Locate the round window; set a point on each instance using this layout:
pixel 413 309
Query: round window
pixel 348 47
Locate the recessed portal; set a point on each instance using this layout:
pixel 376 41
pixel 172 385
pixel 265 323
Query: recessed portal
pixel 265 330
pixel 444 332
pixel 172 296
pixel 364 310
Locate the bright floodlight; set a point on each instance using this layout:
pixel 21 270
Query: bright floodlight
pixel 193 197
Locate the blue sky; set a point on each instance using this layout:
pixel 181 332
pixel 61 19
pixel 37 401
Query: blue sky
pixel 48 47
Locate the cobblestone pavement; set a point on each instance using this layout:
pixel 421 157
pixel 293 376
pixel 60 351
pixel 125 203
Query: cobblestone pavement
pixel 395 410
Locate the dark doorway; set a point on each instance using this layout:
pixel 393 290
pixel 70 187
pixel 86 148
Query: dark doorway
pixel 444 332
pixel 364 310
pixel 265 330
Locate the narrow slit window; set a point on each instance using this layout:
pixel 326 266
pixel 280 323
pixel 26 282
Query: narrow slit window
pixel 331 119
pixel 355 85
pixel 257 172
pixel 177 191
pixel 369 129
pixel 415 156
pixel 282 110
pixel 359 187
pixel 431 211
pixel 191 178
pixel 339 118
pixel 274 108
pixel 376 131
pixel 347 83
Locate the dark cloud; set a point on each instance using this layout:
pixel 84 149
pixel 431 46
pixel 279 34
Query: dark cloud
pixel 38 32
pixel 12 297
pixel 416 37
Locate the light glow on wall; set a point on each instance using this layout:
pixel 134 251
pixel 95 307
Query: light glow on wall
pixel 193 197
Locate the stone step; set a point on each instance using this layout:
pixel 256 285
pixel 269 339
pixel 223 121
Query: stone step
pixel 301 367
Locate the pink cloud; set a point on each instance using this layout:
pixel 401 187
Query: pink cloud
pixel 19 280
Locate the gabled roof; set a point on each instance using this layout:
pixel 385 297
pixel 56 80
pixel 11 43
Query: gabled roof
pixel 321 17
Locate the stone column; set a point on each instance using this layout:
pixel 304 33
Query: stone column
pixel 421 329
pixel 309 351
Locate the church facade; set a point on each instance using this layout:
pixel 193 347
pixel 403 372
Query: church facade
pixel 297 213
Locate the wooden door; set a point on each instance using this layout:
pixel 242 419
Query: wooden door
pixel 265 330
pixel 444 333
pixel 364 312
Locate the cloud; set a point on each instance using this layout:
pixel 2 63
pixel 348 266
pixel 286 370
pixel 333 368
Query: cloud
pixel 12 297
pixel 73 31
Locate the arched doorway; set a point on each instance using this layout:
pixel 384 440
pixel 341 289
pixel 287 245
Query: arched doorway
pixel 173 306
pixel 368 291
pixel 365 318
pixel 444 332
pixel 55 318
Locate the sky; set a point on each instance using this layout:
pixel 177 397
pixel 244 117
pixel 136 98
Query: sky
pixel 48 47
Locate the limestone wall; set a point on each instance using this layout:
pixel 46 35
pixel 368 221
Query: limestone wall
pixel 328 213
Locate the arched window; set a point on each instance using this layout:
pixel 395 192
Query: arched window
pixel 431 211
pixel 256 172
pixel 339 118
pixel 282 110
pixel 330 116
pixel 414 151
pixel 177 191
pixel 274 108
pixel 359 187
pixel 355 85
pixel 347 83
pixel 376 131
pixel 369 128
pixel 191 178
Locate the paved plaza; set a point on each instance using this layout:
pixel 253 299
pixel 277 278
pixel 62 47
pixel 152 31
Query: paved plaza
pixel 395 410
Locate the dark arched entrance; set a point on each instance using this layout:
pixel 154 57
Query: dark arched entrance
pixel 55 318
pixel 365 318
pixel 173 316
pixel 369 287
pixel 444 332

# # # # #

GIVEN EXERCISE: Reproduce verbatim the portion of the entries that opens with the line containing "Locate the paved" and closes with the final line of the entries, including both.

THE OUTPUT:
Locate the paved plaza; set a point on each instance using this layout:
pixel 253 299
pixel 277 278
pixel 62 47
pixel 152 31
Query: paved plaza
pixel 395 410
Locate the dark arched entrance; set a point on each instance using this layout:
pixel 154 57
Query: dark arched entrance
pixel 55 318
pixel 365 318
pixel 173 316
pixel 369 287
pixel 444 332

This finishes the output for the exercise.